Where the records below have a line with "this", that line is to be copied.

──────────

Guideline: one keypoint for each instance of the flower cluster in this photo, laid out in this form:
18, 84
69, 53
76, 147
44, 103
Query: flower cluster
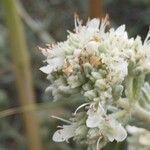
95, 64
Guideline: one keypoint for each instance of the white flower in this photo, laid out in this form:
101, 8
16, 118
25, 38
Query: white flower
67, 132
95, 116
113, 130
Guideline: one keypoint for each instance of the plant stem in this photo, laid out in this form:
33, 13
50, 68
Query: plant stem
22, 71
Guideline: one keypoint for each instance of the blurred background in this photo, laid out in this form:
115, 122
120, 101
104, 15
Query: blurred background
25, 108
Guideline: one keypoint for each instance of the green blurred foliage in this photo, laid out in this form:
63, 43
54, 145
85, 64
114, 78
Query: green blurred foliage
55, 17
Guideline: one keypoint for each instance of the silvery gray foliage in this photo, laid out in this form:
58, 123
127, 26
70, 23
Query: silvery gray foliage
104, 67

──────────

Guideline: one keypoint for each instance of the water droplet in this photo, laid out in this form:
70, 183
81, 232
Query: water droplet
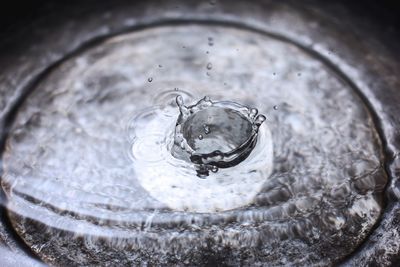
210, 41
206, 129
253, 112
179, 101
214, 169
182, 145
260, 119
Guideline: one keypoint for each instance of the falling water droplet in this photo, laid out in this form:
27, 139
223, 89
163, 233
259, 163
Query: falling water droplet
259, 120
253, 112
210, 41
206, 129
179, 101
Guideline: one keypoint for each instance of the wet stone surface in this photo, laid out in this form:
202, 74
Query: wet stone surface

──────────

▸ Output of the task:
Guideline: one keypoint for each instance of the flower cluster in this photo, laid out in this form:
Guideline: one keypoint for each instance of the white flower in this photo, laid out in this form:
Guideline: one keypoint for each instance of the plant stem in this photo, laid out in this form:
Guideline: one keypoint for each instance of the blurred background in this photo, laid out in this form:
Guideline: one keypoint for each instance of the green blurred foliage in this photo, laid out in this form:
Guideline: one keypoint for each instance of the silvery gray foliage in this photo, laid out in this form:
Guideline: one keypoint for each instance of the water droplet in this photo, laid out in this form:
Guideline: one keypoint for each instance of the falling water droplet in this photo, laid out in this form:
Guideline: one keypoint for each instance of the wet stone surface in this photo, laid out in this form:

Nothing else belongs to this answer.